--- START ---

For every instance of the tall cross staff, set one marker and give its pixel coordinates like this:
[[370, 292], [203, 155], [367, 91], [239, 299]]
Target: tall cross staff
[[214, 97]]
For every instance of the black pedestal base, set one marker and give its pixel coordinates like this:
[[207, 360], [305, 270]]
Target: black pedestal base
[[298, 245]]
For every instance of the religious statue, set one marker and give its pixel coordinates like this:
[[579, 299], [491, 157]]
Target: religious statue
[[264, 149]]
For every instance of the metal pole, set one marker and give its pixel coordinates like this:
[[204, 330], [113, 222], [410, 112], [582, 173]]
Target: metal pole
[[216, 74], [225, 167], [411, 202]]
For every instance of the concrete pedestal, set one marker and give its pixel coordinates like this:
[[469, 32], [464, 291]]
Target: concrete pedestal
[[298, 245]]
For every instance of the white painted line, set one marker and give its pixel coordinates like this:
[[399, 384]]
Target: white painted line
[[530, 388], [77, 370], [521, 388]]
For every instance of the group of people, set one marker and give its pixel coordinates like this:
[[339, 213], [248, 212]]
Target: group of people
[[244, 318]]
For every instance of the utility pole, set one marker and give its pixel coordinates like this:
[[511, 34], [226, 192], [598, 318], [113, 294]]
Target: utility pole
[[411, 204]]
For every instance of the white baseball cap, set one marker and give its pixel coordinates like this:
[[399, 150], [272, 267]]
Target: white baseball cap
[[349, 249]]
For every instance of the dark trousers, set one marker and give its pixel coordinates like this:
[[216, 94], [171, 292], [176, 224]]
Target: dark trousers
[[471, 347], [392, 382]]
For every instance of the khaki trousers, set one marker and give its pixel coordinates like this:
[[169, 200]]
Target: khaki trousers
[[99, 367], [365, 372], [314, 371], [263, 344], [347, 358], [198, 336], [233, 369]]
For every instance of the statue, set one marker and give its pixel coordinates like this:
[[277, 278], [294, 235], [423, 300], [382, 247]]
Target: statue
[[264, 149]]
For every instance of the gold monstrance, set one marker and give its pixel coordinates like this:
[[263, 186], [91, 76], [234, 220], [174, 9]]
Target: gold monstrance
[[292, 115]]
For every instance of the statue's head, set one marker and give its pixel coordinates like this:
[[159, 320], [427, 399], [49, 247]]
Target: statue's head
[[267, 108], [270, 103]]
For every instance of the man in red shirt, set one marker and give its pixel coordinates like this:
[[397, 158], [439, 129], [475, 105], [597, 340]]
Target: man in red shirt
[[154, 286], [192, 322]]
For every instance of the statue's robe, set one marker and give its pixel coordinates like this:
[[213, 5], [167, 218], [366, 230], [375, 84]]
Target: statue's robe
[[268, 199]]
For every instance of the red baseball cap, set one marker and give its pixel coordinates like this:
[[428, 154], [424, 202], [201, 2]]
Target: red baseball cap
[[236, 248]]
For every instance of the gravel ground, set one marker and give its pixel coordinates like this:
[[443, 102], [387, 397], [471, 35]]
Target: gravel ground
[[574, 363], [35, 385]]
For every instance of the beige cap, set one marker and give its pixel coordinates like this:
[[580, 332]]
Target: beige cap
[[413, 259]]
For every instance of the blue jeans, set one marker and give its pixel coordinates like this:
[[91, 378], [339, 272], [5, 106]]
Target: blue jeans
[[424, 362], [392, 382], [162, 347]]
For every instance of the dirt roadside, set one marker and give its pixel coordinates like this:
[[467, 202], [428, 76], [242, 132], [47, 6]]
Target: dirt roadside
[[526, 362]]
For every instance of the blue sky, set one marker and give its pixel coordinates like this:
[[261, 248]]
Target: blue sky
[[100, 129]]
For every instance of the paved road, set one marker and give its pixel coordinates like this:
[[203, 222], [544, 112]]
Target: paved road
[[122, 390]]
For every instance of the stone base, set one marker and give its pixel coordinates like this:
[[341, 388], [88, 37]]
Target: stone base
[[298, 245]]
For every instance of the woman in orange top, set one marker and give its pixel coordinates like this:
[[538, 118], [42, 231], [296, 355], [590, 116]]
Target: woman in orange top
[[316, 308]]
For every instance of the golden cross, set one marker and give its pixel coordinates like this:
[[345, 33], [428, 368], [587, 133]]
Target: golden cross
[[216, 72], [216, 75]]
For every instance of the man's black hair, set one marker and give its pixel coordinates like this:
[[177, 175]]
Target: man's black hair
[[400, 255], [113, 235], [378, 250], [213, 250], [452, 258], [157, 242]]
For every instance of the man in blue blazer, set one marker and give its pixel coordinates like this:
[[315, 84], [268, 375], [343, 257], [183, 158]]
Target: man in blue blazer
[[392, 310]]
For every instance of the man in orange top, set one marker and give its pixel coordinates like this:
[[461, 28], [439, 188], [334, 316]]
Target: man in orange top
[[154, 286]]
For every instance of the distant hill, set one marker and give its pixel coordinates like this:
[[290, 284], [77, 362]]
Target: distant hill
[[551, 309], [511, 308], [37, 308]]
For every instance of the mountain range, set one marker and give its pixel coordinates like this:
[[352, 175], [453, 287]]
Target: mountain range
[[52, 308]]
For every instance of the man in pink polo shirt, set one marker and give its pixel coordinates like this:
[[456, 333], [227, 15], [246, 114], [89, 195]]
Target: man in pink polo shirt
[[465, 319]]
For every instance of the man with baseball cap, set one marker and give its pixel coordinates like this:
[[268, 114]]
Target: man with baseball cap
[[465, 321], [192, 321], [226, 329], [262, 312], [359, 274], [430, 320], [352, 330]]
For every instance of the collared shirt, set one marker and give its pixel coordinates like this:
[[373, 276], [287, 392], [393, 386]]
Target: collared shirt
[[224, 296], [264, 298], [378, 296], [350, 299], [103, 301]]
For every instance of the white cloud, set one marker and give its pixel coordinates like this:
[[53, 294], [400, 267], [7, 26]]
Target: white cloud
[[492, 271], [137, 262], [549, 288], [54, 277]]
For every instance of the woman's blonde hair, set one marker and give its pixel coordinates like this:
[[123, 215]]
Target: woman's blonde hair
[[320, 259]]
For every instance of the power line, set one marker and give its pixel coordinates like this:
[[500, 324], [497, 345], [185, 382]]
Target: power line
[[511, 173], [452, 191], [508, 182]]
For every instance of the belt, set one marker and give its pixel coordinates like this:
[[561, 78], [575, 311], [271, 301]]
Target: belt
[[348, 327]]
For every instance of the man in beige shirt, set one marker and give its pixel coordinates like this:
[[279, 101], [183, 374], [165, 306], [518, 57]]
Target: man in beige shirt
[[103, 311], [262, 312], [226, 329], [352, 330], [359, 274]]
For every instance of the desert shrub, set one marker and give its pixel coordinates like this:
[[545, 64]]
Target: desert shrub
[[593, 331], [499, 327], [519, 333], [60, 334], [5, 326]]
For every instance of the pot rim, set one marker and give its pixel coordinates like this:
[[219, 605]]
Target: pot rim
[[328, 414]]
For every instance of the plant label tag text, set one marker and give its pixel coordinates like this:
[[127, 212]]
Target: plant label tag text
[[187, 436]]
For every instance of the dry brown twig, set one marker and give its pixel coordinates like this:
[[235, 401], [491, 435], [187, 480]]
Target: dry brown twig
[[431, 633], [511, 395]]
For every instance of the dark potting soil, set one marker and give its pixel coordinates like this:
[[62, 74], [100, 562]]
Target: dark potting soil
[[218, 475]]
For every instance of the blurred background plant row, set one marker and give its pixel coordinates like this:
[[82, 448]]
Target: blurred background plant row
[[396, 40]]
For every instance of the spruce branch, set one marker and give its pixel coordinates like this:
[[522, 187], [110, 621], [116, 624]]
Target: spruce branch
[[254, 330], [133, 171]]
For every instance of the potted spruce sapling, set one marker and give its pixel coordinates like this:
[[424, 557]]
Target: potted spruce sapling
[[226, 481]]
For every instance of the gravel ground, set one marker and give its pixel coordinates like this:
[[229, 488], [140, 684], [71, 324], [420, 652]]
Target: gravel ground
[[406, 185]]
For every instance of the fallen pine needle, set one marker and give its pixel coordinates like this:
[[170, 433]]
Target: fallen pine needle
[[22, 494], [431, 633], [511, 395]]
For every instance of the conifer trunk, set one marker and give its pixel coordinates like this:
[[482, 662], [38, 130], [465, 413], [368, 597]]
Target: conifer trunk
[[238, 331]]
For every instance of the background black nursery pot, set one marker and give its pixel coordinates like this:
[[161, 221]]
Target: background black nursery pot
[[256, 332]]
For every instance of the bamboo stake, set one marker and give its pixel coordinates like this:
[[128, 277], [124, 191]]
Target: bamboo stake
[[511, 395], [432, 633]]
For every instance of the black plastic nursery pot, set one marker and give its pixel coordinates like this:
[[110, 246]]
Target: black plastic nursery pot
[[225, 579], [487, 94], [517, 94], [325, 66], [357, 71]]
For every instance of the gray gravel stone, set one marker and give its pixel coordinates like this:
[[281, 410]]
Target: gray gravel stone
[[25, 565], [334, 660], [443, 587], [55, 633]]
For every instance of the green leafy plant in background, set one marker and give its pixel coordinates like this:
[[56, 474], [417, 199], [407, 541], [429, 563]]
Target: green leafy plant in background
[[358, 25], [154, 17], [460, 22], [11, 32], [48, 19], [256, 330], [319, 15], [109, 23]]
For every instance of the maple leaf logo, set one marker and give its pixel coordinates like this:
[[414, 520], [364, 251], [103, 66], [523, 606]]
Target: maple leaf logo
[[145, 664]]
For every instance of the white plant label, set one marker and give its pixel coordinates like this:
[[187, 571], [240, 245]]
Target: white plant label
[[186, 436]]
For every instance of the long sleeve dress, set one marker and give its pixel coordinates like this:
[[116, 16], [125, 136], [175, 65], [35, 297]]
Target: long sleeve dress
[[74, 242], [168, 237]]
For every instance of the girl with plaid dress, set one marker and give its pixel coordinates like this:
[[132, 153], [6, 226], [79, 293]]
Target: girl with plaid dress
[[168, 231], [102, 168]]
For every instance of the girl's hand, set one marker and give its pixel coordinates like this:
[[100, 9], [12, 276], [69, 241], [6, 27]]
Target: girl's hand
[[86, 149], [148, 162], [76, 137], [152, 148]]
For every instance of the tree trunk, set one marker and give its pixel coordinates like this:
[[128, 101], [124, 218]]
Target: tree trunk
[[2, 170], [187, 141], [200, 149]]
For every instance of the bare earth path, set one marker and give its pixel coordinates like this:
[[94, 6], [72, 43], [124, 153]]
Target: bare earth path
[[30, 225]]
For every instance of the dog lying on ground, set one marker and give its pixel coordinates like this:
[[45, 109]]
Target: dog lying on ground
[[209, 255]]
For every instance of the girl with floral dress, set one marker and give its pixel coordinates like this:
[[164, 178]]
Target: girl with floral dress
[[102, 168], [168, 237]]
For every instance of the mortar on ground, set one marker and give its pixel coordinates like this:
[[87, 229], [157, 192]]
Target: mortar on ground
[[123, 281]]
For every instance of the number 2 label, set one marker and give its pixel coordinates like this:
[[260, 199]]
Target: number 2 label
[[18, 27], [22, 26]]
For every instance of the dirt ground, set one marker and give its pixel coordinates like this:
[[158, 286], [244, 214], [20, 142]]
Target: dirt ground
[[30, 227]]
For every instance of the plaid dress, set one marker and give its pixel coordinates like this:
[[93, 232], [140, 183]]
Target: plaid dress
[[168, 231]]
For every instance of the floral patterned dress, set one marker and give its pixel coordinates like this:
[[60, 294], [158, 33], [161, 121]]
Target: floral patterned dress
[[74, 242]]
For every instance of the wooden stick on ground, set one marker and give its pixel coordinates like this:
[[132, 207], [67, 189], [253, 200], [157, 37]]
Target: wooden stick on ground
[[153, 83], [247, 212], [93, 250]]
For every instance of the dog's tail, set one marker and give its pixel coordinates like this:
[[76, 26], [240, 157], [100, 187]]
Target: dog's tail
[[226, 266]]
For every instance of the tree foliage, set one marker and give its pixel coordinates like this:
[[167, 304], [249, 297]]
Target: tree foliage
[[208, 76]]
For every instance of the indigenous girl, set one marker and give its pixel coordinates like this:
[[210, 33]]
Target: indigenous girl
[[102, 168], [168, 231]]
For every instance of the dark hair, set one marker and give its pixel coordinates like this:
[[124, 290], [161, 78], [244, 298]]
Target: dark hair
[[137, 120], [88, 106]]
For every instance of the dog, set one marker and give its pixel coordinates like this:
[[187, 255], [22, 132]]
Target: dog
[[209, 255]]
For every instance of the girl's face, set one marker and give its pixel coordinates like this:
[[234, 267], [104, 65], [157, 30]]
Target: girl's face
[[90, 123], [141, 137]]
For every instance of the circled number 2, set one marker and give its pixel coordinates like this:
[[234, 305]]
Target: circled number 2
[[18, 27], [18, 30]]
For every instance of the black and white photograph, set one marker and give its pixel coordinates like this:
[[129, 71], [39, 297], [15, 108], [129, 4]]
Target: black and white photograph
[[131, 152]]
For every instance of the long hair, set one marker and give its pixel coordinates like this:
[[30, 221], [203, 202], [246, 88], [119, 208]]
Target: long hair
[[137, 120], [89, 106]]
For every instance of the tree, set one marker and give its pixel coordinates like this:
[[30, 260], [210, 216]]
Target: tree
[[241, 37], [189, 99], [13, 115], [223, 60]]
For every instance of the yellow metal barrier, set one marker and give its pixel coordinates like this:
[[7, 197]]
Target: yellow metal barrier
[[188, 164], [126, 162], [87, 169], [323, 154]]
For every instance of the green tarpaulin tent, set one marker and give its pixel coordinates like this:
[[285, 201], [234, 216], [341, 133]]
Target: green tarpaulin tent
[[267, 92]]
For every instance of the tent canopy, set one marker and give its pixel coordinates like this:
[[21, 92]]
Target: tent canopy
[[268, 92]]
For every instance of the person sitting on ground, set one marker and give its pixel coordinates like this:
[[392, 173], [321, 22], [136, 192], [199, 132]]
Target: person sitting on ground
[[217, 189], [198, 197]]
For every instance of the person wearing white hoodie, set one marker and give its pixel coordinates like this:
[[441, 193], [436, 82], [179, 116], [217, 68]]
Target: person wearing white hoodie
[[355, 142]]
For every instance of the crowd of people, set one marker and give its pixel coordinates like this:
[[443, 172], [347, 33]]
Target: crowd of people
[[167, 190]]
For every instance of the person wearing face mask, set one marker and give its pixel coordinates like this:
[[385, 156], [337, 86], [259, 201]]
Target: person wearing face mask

--- END ---

> **Task statement**: Take the lines of the listing above, starting with the line containing "For every instance of the metal" and continuing through the line containing "[[216, 74], [225, 167], [411, 202]]", and render them as a JSON array of strings, one string per line, with blank lines omitted.

> **Written reply**:
[
  "For every instance of the metal pole, set one marker and give its pixel coordinates like this:",
  "[[204, 330], [113, 222], [410, 112], [582, 173]]",
  "Target: metal pole",
  "[[216, 74], [225, 167], [411, 202]]"
]